--- Given entries ---

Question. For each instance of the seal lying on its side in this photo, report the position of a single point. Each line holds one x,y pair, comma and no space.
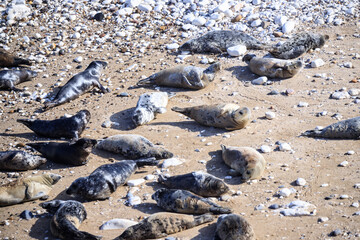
346,129
27,189
200,183
183,77
272,67
229,116
19,161
68,215
106,179
161,224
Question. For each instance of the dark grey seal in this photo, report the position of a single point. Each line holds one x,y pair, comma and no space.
68,215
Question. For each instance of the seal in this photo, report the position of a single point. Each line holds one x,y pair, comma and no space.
182,201
27,189
133,146
229,116
299,44
200,183
190,77
80,84
346,129
66,127
68,215
233,227
19,161
273,67
162,224
219,41
10,78
245,161
66,153
106,179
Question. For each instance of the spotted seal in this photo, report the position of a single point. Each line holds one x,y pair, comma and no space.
133,146
80,84
27,189
66,153
245,162
68,215
10,78
161,224
346,129
183,77
106,179
200,183
19,161
67,127
299,44
233,227
273,67
219,41
229,116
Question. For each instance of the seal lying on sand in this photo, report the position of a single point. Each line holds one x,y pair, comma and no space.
200,183
66,153
245,161
182,201
219,41
70,127
106,179
80,84
299,44
272,67
19,161
346,129
161,224
133,146
229,116
10,78
68,215
183,77
27,189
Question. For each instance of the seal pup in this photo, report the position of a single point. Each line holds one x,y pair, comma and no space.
233,227
183,77
219,41
272,67
346,129
299,44
27,189
200,183
245,161
10,78
66,153
182,201
19,161
161,224
229,116
68,215
80,84
133,146
67,127
106,179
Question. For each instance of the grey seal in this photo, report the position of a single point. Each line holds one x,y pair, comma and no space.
161,224
68,215
133,146
182,201
66,127
106,179
80,84
19,161
190,77
66,153
200,183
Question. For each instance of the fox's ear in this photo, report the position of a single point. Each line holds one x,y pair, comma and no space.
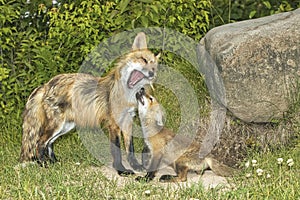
139,42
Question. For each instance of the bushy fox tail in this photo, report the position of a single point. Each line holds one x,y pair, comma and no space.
219,168
33,121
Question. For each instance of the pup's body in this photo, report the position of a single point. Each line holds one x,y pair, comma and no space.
167,148
70,100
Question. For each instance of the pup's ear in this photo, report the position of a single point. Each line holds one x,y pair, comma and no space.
139,42
159,119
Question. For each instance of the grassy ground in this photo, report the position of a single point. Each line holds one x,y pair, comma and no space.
75,177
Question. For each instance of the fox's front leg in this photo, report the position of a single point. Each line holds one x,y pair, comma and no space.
153,168
115,137
129,147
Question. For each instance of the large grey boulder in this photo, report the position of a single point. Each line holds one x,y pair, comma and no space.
259,63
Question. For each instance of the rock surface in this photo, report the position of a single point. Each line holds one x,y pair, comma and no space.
259,62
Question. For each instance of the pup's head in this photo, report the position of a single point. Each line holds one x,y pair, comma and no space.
141,64
150,111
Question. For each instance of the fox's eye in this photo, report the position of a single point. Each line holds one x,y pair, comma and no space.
144,60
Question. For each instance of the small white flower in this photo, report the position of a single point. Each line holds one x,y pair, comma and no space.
279,161
247,164
147,192
290,162
259,172
254,163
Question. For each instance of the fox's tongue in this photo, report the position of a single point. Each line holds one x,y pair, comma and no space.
135,77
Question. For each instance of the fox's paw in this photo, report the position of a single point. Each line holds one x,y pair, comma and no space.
143,179
138,167
168,178
125,172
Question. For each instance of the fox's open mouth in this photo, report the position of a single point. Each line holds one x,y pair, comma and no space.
139,96
135,77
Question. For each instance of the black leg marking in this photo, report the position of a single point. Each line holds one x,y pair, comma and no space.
132,159
146,156
117,158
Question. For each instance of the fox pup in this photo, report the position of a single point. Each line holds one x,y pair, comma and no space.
82,100
165,147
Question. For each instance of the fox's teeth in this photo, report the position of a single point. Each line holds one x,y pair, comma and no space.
151,85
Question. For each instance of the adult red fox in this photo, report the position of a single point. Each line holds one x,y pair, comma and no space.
82,100
167,148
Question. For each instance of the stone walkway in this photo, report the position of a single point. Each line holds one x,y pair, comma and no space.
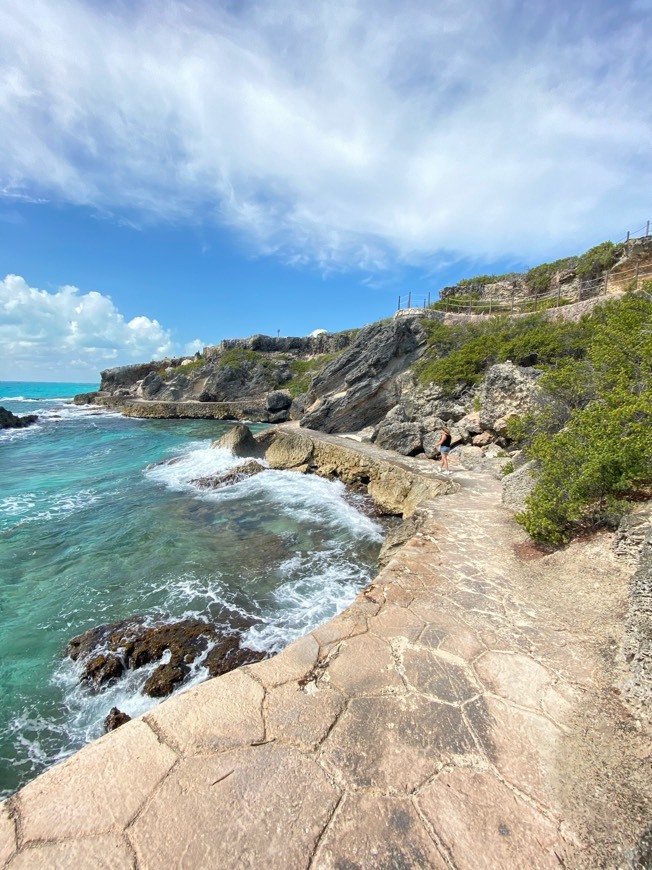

---

* **To be done**
Could you write out all of the records above again, replacing every "in this photo" with "in this image" and changing nothing else? Leave the pictures out of your answer.

* **Solution to this task**
Question. For each instance of the seal lying on its side in this image, report the position of a single point. Each line holds one x,y pair, comma and no space.
346,129
27,189
200,183
183,77
272,67
229,116
19,161
68,215
106,179
161,224
Question. For each instance of the dark grey seal in this image, report the position of a single point. Each line holds one x,y pair, comma and no space.
68,215
Question. For each instance of the seal in this image, report the position of a single point. Each line holds one x,y pair, comma and no space.
182,201
27,189
133,146
229,116
299,44
200,183
190,77
80,84
346,129
66,127
68,215
233,227
19,161
273,67
162,224
219,41
10,78
245,161
66,153
106,179
Question. For each instance of the spotted seal in this image, report the position of a single point. Each line holds one x,y pair, comma and no space.
133,146
80,84
27,189
66,153
245,162
68,215
10,78
161,224
346,129
183,77
106,179
200,183
19,161
67,127
299,44
233,227
273,67
219,41
229,116
Question. For each instance of the seal lying on sand in this image, report the position of a single point. Each line holds one x,y pair, comma and no space.
200,183
66,153
245,161
182,201
219,41
70,127
106,179
80,84
299,44
272,67
19,161
346,129
161,224
133,146
229,116
10,78
68,215
183,77
27,189
Question. For each instance of the seal pup in this image, report the position of a single point. Each line holds one x,y pair, comma and no space.
233,227
183,77
219,41
272,67
346,129
299,44
27,189
200,183
245,161
10,78
66,153
182,201
19,161
161,224
229,116
68,215
80,84
133,146
67,127
106,179
Question. For each instance of the grey seal in this image, report the position of a single point. Each line holds one x,y pair, comma and no space.
161,224
68,215
133,146
182,201
66,127
106,179
80,84
19,161
190,77
66,153
200,183
Question. For each instance of the fox's ear in this image, report the position of a single point. Each line holds one x,y pair, comma and no space.
139,42
Question. For each instance of the bushy fox tail in this image, report the position of a single point. Each line holds one x,y pair, comma and no space.
219,168
33,121
Question. For each instance of the pup's body in this image, report the position of a single point. Each line holds one x,y pair, comma and no space.
167,148
70,100
Question. For each instance of the pup's ear in this image, report the position of a single point. Each line holds one x,y pair, comma and no space.
139,42
159,119
Question. For each instance of the grassy ground in this image, report the position of a single point. Each line holds one x,y pair, comma and no space.
75,177
Question. For each instance of the fox's front leg in this image, report the position of a single point. Each line holds one x,y pair, comma and no space.
153,168
115,137
129,147
Question. For each instance of the large grey boulder in this image, report the position of a single point. Each line holds one x,y pair, comma and no space.
259,63
Question. For each instance of the rock surface in this image, report the position of a single point. Each line holds one x,y pair, comma and no space.
259,62
Question. For each instance of the pup's head in this image, report the position of a single point. Each line holds one x,y pair, comma and no space.
141,64
150,111
Question. For each instance of the fox's eye in this image, report the position of a single point. Each line holds one x,y pair, comma and no space.
144,60
Question. For each instance of the small white flower in this image, report the position of a single point. Each line holds one x,y pair, comma and no space.
279,161
247,164
147,192
290,162
259,172
254,163
Question. For each instance of the fox's tongue in this image, report the position of a single point. Each line holds one x,y pair, comma and no space.
135,77
Question. For each instance of the fox's paw in this image, report the position of a single point. Each line holds one x,y pair, comma and no space.
143,179
138,167
168,178
125,172
Question. For each instance of the fox's open mouth in this image, report the position of a single point. Each line holds one x,y pair, comma and no space.
139,96
135,77
Question. For each instance of the black leg marking in this image, report the position of a single point. Each line holds one x,y pair, comma and no space.
132,159
146,156
117,158
Question. For each instance of the fox pup in this image, report the position of a single point. Each line holds one x,y pair, comma and no space.
82,100
165,147
Question. For each instance of the fox's teeth in this image, report the position of a single point. Each line holds one x,y pair, comma and no space.
151,85
Question. For each instance of the adult red fox in this image, report the position of a single point. Each line holds one x,y pair, comma and no space.
82,100
167,148
Question. For each instance of the stone walkway in this image, report the position of a single point. Each line holds one x,y pair, comma and no space.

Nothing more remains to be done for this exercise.